§ **Directions for this task**
Retype the listing that follows, word for word.
--- START OF The input ---
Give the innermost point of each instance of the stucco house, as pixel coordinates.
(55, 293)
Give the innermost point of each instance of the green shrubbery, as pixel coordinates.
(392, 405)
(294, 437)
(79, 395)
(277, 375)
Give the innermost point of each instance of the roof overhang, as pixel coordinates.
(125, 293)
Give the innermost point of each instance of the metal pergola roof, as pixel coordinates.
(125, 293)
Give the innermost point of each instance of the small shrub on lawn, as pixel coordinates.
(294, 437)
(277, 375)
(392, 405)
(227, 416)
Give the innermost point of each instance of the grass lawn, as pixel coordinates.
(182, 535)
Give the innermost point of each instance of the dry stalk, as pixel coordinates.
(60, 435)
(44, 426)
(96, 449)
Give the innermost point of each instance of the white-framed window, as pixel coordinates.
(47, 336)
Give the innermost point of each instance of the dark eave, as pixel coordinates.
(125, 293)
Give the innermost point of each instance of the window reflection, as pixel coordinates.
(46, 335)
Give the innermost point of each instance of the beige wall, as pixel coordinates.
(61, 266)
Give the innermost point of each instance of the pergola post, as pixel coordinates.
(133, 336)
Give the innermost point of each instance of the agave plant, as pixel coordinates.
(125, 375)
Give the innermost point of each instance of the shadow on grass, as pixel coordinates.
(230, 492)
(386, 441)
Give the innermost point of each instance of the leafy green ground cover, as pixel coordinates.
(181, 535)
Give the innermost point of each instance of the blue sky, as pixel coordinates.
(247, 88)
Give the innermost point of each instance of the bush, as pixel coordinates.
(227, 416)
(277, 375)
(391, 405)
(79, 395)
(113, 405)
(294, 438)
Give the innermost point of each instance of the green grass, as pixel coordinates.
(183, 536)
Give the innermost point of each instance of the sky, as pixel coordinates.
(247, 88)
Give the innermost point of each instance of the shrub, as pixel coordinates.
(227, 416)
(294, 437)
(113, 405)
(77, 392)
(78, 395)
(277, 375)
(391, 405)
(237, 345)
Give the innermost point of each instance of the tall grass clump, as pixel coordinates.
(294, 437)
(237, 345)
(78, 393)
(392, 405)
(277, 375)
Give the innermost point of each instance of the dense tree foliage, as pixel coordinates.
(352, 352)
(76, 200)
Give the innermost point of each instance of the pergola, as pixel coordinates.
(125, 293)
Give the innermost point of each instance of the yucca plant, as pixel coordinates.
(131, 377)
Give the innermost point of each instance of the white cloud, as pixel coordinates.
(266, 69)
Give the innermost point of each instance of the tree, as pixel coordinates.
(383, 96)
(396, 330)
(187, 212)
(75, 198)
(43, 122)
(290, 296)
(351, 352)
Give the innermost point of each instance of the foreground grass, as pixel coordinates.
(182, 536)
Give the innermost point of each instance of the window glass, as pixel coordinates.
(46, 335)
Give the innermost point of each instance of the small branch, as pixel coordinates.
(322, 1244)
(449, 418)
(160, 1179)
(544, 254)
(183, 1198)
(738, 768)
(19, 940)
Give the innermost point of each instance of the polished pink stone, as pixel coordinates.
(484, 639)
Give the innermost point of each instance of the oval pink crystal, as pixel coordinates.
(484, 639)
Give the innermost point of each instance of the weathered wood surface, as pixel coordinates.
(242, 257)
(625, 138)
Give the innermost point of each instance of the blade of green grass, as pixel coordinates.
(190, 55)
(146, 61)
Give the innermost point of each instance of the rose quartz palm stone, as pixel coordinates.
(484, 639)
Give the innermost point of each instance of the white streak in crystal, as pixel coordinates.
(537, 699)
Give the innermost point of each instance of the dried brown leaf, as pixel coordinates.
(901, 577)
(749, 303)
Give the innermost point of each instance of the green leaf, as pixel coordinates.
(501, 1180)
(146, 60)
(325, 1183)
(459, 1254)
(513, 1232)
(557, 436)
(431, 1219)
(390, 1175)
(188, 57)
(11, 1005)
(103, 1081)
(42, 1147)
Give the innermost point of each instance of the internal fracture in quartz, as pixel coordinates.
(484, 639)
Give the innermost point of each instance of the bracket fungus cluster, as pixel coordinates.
--- END OF The input ---
§ **Result for this exercise**
Give the innermost point of each instance of the stucco house, as pixel coordinates.
(55, 293)
Give the innermost point of each instance of the green shrubbery, as pixel coordinates.
(392, 405)
(294, 437)
(79, 395)
(277, 375)
Give the innermost point of each instance of the roof overhang, as pixel coordinates.
(125, 293)
Give the innermost point of each instance of the metal pergola roof, as pixel coordinates.
(125, 293)
Give the innermost point of each instance of the small shrub on lawn, as pixel coordinates.
(294, 437)
(277, 375)
(392, 405)
(227, 416)
Give the innermost point of each instance of the grass lawn, as pixel coordinates.
(182, 535)
Give the innermost point of each instance of the dry stalk, as pixel coordinates.
(60, 435)
(44, 426)
(96, 449)
Give the innermost point of each instance of the white-framed window, as pixel coordinates.
(47, 336)
Give the innermost point of each instance of the dark eave, as pixel coordinates.
(125, 293)
Give the innermost point of each instance of the window reflection, as pixel coordinates.
(46, 335)
Give the innermost point of each instance of the beige wall, as pixel coordinates.
(61, 266)
Give the innermost point of each instance of the pergola post, as pixel coordinates.
(133, 336)
Give the innermost point of each instance of the agave plant, as pixel coordinates.
(125, 375)
Give the innermost point of each instance of the shadow on grass, as pixel coordinates.
(230, 492)
(386, 441)
Give the innermost point of each instance of the leafy green ground cover, as pixel coordinates.
(181, 535)
Give the innermost point of each instance of the blue sky, as pixel coordinates.
(247, 88)
Give the innermost point of each instance of the bush, as pixel coordinates.
(227, 416)
(277, 375)
(391, 405)
(79, 395)
(113, 405)
(294, 438)
Give the innermost point of each instance of the green grass, as pixel coordinates.
(183, 536)
Give the innermost point of each instance of the sky, as pixel coordinates.
(247, 88)
Give the innermost point of each instance of the shrub, as pixel coordinates.
(227, 416)
(294, 437)
(113, 405)
(77, 392)
(78, 395)
(277, 375)
(391, 405)
(237, 345)
Give the innermost point of each instance of the tall grass clump, as pixel coordinates.
(294, 437)
(237, 345)
(78, 393)
(392, 405)
(277, 375)
Give the innermost point of each instance of the dense tree foliage, as pixel coordinates.
(352, 352)
(76, 200)
Give the innermost point of each instance of the pergola, as pixel coordinates.
(125, 293)
Give the innermost point of each instance of the yucca plant, as pixel coordinates.
(131, 377)
Give the innermost point of each instance of the white cloud, as pixel coordinates.
(266, 69)
Give the innermost point of each instance of the tree, as pixel coordinates.
(383, 96)
(396, 330)
(187, 212)
(75, 198)
(43, 122)
(290, 296)
(351, 352)
Give the innermost point of each instance of the foreground grass, as pixel coordinates.
(182, 536)
Give the innermost point of each instance of the window glass, as pixel coordinates.
(46, 335)
Give the innermost point of each instance of the small branch, as pixel coordinates.
(322, 1244)
(449, 418)
(160, 1179)
(544, 254)
(183, 1198)
(738, 768)
(19, 940)
Give the innermost point of each instance of the polished pink stone, as pixel coordinates.
(484, 639)
Give the innermost point of each instance of the oval pink crystal, as pixel coordinates.
(484, 639)
Give the innermost point of each instance of the weathered wood surface, as pixel coordinates.
(242, 257)
(625, 138)
Give the innermost point of each instance of the blade of green grass, as pixel coordinates.
(190, 55)
(146, 61)
Give the innermost point of each instance of the rose quartz palm stone, as pixel coordinates.
(484, 639)
Give the innermost point of each instance of the white streak in crystal, as pixel coordinates.
(537, 699)
Give the innermost point of each instance of the dried brown leaf, as pixel coordinates.
(901, 577)
(749, 303)
Give the innermost point of each instance of the green leaf, as pixel coordinates.
(501, 1180)
(146, 60)
(325, 1183)
(459, 1254)
(513, 1232)
(557, 436)
(431, 1219)
(390, 1175)
(188, 57)
(11, 1005)
(103, 1081)
(42, 1147)
Give the innermost point of each instance of the internal fracture in quartz, as pixel coordinates.
(484, 639)
Give the innermost point of each instance of the bracket fungus cluster, as pixel coordinates.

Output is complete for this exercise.